**The problem:**
Pick out and copy each line in the data below that contains the string "holding", matching case exactly.

**Material supplied:**

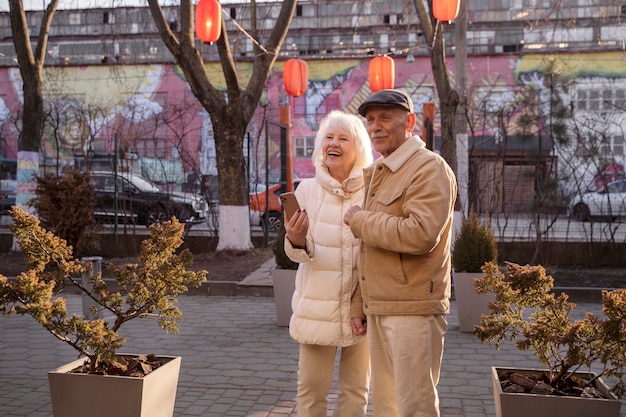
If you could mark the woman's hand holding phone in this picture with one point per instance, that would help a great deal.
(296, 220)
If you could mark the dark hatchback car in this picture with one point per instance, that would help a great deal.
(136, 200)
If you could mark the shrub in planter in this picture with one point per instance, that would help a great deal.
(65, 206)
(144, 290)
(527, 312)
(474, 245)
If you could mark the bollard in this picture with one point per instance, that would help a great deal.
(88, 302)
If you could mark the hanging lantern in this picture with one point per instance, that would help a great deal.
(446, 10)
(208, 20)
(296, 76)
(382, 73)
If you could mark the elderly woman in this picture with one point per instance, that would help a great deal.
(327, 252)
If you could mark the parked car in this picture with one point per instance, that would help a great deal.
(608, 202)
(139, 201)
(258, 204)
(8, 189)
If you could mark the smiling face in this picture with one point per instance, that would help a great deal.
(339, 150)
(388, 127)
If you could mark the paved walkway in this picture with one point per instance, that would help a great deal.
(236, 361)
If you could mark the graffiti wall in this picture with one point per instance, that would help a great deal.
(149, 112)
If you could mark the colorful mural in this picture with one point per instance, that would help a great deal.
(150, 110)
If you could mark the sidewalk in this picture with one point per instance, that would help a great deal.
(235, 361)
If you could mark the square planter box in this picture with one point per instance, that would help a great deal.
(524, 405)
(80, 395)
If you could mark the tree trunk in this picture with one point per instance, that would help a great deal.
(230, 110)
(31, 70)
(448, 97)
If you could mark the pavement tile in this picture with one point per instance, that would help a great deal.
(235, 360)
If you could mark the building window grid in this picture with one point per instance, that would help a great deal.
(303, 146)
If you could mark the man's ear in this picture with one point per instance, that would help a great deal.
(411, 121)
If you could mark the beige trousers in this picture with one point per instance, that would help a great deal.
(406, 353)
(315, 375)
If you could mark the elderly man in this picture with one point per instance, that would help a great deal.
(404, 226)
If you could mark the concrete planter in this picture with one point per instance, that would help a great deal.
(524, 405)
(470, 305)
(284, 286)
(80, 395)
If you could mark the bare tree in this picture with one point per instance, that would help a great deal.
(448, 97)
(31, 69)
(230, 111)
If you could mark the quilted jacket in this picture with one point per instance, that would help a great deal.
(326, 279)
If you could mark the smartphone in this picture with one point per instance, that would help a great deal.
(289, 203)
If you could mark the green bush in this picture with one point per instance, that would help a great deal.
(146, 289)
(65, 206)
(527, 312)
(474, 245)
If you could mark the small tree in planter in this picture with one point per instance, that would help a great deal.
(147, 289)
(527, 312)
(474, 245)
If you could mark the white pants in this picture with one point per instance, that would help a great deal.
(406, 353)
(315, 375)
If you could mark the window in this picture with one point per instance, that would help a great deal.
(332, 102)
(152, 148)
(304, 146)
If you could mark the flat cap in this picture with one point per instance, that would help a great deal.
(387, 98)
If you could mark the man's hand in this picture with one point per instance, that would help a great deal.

* * *

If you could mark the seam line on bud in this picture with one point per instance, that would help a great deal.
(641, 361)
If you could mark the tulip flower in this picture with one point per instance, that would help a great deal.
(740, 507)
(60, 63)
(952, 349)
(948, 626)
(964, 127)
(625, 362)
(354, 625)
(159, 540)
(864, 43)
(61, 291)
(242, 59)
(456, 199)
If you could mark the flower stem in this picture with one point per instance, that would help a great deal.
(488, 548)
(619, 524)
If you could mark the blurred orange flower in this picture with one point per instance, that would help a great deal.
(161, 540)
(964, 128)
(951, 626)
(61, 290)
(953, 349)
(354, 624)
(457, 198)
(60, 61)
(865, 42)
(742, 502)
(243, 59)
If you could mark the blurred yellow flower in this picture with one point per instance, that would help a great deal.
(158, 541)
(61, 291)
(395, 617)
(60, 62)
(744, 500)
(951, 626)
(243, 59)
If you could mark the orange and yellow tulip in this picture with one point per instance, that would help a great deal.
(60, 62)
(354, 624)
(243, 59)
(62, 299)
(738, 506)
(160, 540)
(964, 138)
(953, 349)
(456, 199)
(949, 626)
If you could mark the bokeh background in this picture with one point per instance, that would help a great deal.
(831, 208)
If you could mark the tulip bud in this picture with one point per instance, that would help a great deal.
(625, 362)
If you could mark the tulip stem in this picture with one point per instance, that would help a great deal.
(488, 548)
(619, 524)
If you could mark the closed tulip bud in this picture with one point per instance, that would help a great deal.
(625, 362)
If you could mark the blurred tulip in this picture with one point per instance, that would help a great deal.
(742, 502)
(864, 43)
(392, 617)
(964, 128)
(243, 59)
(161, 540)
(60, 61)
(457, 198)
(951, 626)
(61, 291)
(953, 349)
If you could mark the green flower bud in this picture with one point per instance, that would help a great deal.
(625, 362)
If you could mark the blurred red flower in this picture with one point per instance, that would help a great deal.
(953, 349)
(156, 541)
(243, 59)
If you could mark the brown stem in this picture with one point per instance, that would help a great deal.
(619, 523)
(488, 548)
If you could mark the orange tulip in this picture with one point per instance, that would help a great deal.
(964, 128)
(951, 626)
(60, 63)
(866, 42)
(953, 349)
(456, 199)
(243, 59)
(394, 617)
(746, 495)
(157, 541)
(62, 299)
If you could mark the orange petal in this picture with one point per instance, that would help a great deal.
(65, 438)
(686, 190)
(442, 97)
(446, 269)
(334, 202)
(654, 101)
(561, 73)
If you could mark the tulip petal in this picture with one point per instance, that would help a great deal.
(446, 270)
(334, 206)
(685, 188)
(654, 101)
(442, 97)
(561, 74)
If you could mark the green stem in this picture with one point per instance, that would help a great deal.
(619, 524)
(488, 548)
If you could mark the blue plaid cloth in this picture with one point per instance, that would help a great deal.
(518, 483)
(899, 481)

--

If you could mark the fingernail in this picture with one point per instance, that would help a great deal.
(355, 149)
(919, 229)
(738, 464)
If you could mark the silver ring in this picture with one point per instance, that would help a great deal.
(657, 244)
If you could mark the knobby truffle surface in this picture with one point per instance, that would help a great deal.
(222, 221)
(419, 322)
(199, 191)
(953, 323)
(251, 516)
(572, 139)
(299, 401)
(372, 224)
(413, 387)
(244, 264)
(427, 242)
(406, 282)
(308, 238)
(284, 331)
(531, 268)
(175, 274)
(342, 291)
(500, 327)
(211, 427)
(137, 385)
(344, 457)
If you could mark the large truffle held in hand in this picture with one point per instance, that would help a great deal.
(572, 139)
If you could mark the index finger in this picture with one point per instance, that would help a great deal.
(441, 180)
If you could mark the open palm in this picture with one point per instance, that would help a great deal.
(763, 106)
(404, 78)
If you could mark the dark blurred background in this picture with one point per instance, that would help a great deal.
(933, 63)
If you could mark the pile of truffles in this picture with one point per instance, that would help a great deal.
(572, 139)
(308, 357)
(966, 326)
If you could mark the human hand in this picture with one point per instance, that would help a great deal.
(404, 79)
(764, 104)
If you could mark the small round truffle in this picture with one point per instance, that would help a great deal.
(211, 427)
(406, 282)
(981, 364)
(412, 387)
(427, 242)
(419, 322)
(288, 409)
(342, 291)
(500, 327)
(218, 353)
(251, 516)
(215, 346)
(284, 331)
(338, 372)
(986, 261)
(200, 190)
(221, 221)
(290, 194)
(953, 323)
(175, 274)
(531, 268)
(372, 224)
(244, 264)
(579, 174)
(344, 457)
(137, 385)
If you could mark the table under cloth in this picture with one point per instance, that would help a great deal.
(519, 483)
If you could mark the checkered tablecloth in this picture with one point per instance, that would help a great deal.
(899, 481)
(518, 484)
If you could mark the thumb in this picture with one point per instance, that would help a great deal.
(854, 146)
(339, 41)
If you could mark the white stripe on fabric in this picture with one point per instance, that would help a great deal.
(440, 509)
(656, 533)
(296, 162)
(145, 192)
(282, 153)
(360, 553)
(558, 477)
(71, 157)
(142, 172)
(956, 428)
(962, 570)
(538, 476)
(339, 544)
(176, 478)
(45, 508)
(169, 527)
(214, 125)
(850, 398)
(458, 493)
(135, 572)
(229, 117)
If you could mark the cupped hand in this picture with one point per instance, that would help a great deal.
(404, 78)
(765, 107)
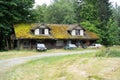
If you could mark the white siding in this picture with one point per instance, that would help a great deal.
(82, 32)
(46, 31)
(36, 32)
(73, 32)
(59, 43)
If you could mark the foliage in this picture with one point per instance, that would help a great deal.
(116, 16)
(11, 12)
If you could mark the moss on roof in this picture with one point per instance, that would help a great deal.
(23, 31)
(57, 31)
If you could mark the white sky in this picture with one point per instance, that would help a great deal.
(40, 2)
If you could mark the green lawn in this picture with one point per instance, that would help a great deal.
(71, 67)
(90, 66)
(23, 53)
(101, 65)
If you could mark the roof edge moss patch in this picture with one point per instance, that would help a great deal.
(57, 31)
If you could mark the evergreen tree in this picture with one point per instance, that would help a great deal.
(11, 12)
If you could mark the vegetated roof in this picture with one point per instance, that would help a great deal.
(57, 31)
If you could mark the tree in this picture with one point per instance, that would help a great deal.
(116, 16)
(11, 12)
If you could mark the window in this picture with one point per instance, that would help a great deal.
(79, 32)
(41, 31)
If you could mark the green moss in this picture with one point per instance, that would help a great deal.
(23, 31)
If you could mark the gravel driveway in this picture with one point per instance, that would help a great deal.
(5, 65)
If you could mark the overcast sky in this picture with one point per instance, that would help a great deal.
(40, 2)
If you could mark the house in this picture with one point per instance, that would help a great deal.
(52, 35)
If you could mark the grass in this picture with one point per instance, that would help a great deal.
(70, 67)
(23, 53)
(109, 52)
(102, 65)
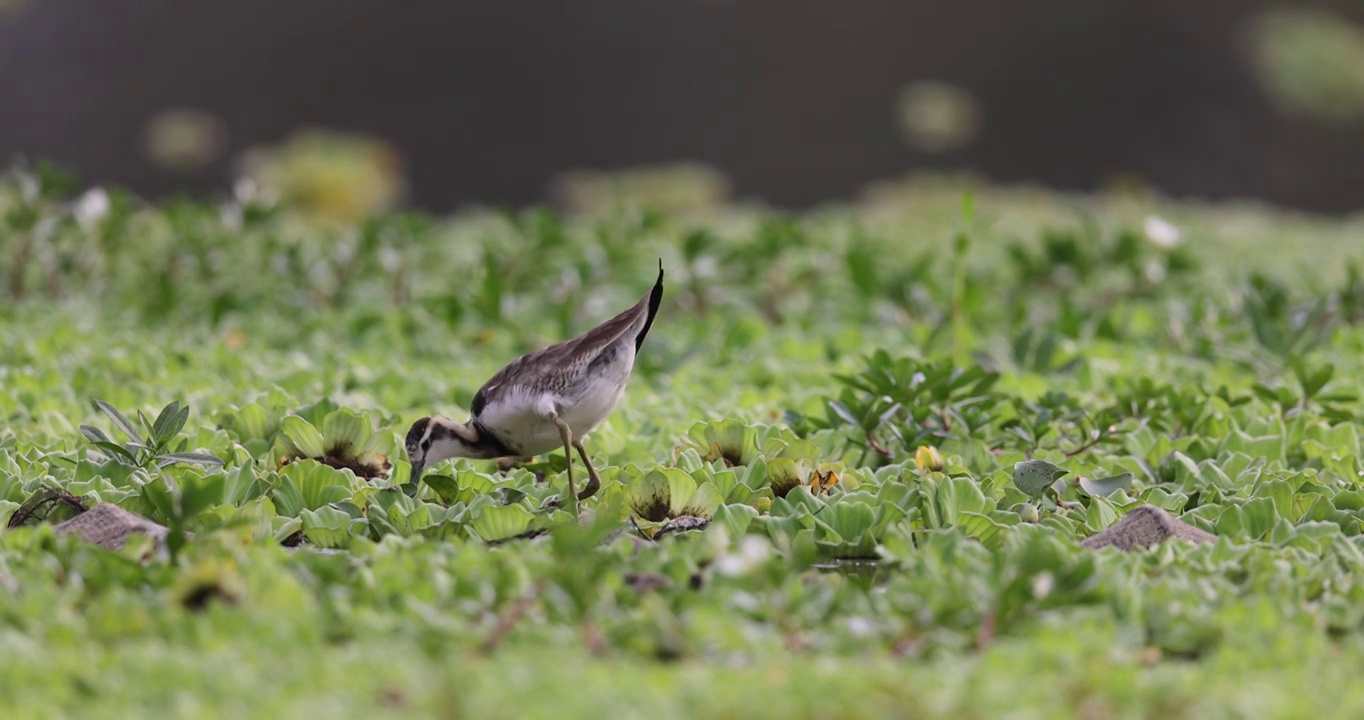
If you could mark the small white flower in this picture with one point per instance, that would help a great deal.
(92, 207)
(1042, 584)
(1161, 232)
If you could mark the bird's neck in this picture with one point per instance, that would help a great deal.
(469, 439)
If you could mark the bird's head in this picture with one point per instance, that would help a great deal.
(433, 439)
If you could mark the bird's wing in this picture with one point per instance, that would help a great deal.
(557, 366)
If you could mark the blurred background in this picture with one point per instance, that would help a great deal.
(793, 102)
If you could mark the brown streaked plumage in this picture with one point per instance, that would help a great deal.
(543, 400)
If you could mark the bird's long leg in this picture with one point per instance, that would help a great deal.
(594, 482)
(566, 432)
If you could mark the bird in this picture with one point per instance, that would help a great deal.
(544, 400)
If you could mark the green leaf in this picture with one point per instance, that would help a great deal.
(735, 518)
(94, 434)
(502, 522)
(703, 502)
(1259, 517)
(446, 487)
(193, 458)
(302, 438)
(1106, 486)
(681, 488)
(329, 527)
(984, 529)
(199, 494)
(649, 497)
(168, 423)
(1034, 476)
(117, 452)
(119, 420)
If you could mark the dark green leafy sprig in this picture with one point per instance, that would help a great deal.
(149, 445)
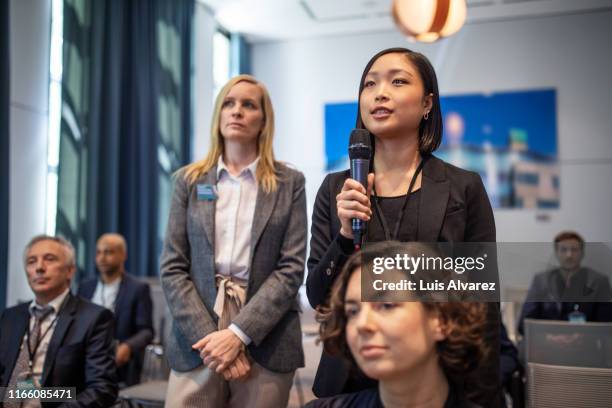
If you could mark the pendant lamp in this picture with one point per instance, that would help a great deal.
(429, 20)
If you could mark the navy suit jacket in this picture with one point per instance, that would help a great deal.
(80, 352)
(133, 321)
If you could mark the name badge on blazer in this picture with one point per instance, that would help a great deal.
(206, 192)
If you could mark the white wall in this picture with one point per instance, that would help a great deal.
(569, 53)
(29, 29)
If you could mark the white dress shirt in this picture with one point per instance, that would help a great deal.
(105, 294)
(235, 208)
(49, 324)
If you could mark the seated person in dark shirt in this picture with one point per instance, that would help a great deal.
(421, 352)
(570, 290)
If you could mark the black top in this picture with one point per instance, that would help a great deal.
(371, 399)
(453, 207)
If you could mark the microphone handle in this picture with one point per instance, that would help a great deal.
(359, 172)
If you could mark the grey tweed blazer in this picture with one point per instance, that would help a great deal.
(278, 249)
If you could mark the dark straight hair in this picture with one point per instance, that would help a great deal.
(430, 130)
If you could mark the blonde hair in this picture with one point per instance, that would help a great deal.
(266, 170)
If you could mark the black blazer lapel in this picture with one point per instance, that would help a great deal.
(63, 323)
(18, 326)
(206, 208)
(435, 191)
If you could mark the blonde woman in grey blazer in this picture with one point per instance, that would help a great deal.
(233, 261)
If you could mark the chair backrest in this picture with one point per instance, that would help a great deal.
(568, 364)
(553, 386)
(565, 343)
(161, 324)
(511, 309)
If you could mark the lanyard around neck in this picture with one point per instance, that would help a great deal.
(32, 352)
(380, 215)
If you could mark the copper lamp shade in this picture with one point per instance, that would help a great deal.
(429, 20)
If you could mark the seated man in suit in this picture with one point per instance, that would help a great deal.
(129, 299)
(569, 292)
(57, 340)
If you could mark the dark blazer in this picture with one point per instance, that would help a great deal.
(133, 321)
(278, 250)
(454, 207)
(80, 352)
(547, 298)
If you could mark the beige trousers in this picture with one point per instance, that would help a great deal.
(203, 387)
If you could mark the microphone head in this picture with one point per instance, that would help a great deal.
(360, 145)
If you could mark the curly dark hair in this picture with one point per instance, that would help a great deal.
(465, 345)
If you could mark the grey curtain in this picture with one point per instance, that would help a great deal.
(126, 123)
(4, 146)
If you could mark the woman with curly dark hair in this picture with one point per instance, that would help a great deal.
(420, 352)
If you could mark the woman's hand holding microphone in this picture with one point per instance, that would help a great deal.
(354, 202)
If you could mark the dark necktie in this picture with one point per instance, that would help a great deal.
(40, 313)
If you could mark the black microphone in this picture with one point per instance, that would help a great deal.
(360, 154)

**Exercise answer:**
If you could mark the woman's hand holding phone in this picture with one point per instance, that would help a great deal.
If you could mark the woman's hand holding microphone in this picture with one point per instance, that would help a great deal.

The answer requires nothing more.